═════ Excerpted data

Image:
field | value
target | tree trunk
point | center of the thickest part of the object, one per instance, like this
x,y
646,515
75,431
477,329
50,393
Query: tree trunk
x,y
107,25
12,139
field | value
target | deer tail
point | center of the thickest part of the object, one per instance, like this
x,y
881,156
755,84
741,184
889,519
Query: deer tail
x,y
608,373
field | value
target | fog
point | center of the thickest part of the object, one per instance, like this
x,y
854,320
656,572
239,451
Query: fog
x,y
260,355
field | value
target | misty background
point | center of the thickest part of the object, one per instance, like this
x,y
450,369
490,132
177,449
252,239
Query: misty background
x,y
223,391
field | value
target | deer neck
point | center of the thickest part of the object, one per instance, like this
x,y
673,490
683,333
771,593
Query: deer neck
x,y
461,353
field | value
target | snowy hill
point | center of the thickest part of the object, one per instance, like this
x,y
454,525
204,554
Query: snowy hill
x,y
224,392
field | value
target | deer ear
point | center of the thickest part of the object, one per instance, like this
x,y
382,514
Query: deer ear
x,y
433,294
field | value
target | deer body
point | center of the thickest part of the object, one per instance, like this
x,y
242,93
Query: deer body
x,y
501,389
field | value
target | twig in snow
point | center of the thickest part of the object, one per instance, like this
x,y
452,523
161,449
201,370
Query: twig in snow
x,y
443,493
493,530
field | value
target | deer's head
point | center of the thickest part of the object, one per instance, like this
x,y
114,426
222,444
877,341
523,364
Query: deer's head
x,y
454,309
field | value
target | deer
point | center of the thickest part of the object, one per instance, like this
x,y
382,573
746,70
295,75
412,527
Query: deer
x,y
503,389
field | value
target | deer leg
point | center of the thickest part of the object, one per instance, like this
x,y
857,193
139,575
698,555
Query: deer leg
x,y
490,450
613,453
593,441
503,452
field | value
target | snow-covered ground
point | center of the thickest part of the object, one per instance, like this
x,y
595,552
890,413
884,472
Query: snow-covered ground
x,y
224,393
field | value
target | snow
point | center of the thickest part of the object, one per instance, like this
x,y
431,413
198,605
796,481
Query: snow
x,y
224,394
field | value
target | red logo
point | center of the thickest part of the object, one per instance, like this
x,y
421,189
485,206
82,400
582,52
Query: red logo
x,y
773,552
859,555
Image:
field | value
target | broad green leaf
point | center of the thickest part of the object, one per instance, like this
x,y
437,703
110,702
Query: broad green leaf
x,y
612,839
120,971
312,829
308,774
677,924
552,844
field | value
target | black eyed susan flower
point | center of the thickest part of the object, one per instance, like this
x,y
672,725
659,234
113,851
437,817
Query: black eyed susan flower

══════════

- Task statement -
Your task is to repeat every line exactly.

- In response -
Image:
field | value
target | tree trunk
point | center of the thickest part of the object, one per instance, like this
x,y
646,515
75,431
477,329
50,393
Query: tree trunk
x,y
107,25
12,139
field | value
target | deer tail
point | center of the thickest part of the object, one per instance, like this
x,y
881,156
755,84
741,184
889,519
Query: deer tail
x,y
608,373
field | value
target | fog
point | center of the thickest part of the object, one per instance, like this
x,y
854,320
656,572
239,451
Query: fog
x,y
260,355
field | value
target | misty background
point | center of the thickest part of the object, one per instance, like this
x,y
450,369
490,132
177,449
252,239
Query: misty background
x,y
223,391
field | value
target | deer neck
point | center of the thickest part of the object, one per instance, like this
x,y
673,490
683,333
771,593
Query: deer neck
x,y
461,353
field | value
target | snowy hill
point | center of the thickest part of the object, one per instance, like this
x,y
454,525
204,554
Query: snowy hill
x,y
224,392
field | value
target | deer ear
point | center of the thickest part of the object, one per instance, like this
x,y
382,514
Query: deer ear
x,y
433,294
field | value
target | deer body
point | center of the thickest part of the object, one per instance, like this
x,y
242,93
Query: deer body
x,y
501,389
field | value
target | twig in snow
point | center of the thickest part of the object, one per instance, like this
x,y
452,523
161,449
201,370
Query: twig in snow
x,y
443,493
493,530
field | value
target | deer's head
point | center of the thickest part of the object, one per instance, like this
x,y
114,426
222,444
877,341
523,364
Query: deer's head
x,y
454,309
field | value
target | deer
point | center of the thickest part of the object, one per instance, like this
x,y
382,573
746,70
295,75
412,527
Query: deer
x,y
503,389
field | value
target | deer leg
point | center of the thickest part of the object, one per instance, like this
x,y
857,193
139,575
698,555
Query: deer leg
x,y
490,450
613,453
593,441
503,452
field | value
target | snow-covered ground
point | center of the thickest part of the object, one per instance, like this
x,y
595,552
890,413
884,472
Query: snow-covered ground
x,y
224,393
field | value
target | snow
point | center of the thickest part of the object, one per instance, like this
x,y
431,413
198,605
796,481
Query: snow
x,y
224,394
field | value
target | red logo
point | center of the thickest part of the object, one per instance, like this
x,y
421,189
485,206
82,400
582,52
Query: red logo
x,y
773,552
859,555
Image:
field | value
target | broad green leaf
point | center of the thickest part of the object, one per instance, like this
x,y
437,703
110,702
Query: broad green leaf
x,y
612,839
120,971
312,829
308,774
677,924
552,844
field | value
target | black eyed susan flower
point | center of the thickest part of the object, one per instance, like this
x,y
672,725
659,234
113,851
437,817
Query: black eyed susan flower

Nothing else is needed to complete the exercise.